» **Problem details**
With the records below as input, work out how many lines include the word "street". Give only the number.
Available data: Begin
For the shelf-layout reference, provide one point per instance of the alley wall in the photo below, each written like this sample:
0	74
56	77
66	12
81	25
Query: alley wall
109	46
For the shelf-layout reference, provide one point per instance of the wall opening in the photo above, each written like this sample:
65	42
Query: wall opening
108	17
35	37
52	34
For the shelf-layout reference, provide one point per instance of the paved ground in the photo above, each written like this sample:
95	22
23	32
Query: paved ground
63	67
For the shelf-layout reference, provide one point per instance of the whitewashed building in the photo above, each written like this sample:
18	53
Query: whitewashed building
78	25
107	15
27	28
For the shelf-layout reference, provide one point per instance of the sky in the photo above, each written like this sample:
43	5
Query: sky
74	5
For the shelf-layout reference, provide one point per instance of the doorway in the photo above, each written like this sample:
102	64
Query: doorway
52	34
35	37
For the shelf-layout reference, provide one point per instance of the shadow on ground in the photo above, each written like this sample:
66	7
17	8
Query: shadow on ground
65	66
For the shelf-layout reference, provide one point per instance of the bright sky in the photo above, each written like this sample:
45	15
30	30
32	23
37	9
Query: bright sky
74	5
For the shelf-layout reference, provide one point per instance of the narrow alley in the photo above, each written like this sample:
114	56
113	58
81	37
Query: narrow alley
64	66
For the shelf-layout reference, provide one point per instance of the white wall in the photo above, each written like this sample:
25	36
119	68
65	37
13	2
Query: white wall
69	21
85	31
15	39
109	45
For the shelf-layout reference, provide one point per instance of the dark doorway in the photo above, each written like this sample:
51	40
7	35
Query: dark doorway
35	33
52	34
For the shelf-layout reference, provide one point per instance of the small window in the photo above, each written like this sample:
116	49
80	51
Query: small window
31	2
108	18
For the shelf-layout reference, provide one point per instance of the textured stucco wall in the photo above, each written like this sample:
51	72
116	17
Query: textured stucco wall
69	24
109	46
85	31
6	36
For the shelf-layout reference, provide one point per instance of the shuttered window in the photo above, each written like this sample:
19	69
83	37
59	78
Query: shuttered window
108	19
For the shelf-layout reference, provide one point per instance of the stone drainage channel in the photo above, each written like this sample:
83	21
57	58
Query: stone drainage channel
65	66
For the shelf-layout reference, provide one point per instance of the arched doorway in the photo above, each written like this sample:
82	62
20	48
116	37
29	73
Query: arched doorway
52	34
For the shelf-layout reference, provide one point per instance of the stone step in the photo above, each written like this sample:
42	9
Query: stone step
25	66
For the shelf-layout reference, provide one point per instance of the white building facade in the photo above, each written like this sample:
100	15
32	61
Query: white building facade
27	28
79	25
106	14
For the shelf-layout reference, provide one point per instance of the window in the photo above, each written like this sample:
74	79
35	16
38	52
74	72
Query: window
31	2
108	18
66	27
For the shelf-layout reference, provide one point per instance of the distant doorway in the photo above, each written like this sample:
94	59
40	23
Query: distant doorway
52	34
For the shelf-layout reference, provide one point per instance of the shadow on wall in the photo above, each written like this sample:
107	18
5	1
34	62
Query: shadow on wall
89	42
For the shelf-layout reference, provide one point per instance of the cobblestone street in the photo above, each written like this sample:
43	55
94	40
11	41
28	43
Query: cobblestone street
Available data: End
» **Response to the exercise**
2